Problem description >>
Transcribe every entry that follows exactly, omitting all pictures.

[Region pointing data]
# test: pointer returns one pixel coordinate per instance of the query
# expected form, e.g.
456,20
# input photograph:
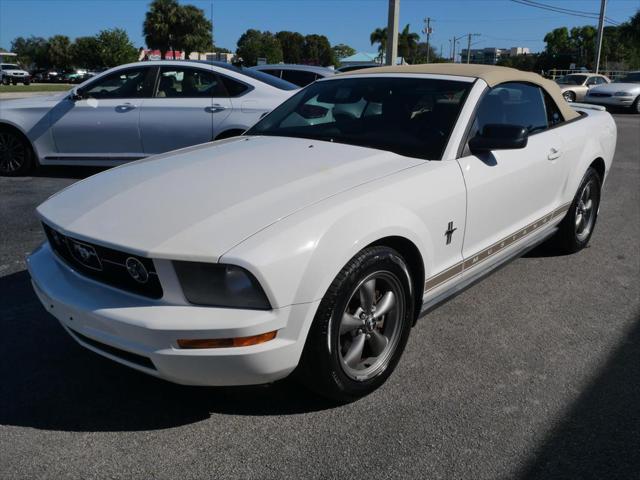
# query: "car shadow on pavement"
49,382
598,437
51,171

Exercise solution >>
# test: pointer returns one pixel coordinate per instance of the query
# expected form, e.g.
456,20
# input photograph:
# query: "car shadow on pavement"
49,382
598,437
51,171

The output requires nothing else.